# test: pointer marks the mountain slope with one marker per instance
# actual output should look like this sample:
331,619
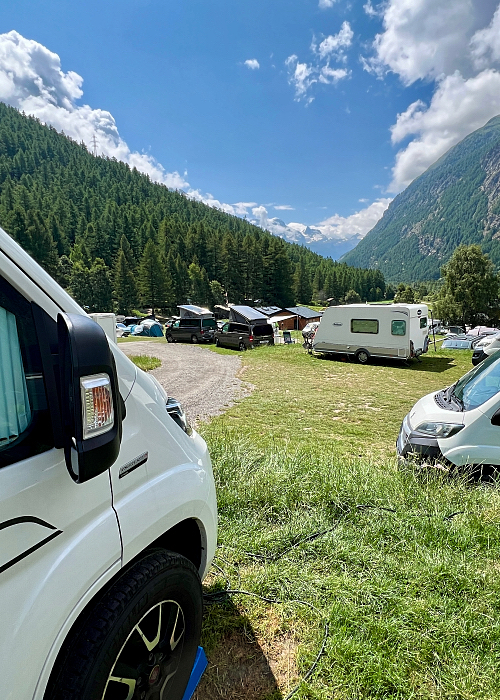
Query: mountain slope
115,239
457,200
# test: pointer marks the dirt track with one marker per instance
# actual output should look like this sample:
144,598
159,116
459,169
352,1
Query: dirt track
205,382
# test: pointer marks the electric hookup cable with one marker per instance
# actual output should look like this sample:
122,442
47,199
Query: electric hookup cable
222,595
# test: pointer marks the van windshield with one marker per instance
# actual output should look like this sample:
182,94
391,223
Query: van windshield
480,384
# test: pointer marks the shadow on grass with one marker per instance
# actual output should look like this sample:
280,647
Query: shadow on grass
238,668
429,363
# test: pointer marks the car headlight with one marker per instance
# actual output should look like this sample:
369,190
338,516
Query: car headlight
439,430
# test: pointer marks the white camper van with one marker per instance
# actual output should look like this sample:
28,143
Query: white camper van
396,331
108,518
459,425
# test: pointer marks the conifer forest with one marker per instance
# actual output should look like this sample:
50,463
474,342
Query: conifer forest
118,242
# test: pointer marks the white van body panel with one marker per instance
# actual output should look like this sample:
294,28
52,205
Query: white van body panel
334,333
60,541
477,443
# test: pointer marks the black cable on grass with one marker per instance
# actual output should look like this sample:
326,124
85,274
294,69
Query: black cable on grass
365,506
452,515
220,596
279,555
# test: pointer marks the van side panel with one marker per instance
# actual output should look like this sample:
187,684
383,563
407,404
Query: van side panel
56,539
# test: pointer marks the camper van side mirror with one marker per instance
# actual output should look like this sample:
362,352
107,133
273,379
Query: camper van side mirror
91,405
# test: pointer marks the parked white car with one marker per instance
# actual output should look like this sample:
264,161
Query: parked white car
108,519
459,425
485,347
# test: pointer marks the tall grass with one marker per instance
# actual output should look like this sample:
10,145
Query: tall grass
403,563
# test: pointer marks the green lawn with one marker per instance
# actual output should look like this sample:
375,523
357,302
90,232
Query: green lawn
145,362
402,564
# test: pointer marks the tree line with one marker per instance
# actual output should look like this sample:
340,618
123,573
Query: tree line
117,241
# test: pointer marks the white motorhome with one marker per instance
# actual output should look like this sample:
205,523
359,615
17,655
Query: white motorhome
460,425
108,519
396,331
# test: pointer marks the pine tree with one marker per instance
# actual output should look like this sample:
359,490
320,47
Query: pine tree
155,290
124,285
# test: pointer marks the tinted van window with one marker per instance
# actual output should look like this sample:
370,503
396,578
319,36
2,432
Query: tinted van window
263,330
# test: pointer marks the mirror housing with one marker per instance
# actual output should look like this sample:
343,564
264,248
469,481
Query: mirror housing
91,405
495,418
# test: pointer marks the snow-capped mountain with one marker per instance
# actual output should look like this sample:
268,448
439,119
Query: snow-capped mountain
325,242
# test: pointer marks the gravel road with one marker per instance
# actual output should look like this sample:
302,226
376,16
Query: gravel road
205,382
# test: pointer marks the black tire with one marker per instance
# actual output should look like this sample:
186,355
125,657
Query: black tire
162,593
362,356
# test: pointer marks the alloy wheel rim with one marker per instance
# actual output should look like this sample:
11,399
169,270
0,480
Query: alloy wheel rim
149,658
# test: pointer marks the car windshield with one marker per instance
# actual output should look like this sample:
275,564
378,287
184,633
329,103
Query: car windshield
480,384
457,344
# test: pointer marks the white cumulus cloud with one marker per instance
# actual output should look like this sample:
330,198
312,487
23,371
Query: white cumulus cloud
31,79
335,44
252,63
485,44
332,48
458,107
455,44
358,224
423,38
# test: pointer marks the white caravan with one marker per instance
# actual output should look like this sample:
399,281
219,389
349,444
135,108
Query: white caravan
108,519
396,331
460,425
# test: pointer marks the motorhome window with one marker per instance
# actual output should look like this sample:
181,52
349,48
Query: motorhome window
364,325
263,330
25,428
398,327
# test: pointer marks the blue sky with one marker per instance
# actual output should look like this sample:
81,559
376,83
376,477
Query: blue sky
294,108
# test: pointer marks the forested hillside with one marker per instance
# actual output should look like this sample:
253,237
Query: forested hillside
456,201
116,240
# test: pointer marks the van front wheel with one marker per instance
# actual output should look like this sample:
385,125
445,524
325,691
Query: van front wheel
362,356
141,638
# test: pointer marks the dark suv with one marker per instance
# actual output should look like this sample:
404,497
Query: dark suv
242,336
194,330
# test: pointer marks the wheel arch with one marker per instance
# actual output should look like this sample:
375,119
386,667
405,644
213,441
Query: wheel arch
186,538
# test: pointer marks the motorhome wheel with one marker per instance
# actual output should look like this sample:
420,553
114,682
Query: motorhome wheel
362,356
140,640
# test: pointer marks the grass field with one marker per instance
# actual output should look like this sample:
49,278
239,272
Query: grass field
145,362
401,564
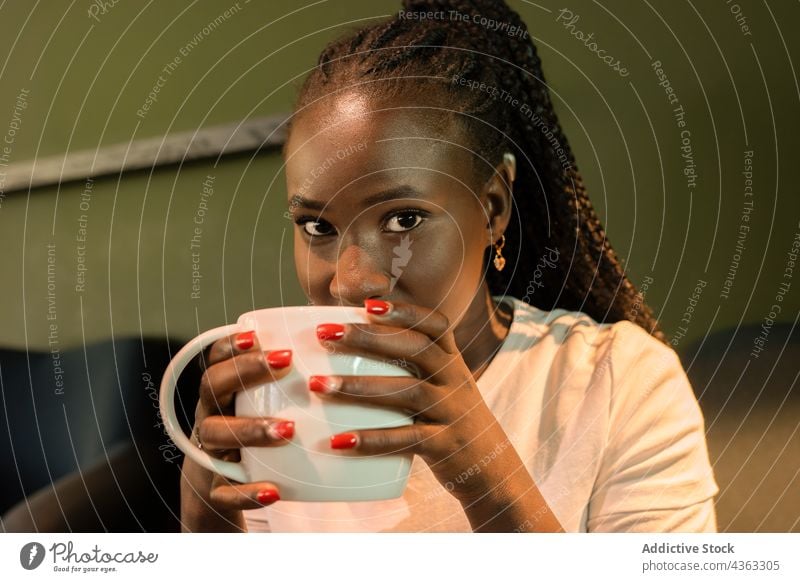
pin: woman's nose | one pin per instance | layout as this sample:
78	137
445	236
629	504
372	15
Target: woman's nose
358	276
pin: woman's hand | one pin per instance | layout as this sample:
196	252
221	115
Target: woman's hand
454	430
209	501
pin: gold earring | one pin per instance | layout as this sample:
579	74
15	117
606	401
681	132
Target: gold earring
499	260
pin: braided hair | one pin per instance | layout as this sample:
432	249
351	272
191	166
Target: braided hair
555	244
=-=-=
[How to complete this task] Given the word "layout", show every line of the records that contains it.

[Exercise result]
pin: woman's nose | one pin per instance | layout as this sample:
pin: woman's hand | one pin per instance | layout as this sample:
pin: gold earring | one pin per instance | layout as this sample:
pin: braided hair | one pin per instance | layout as this sample:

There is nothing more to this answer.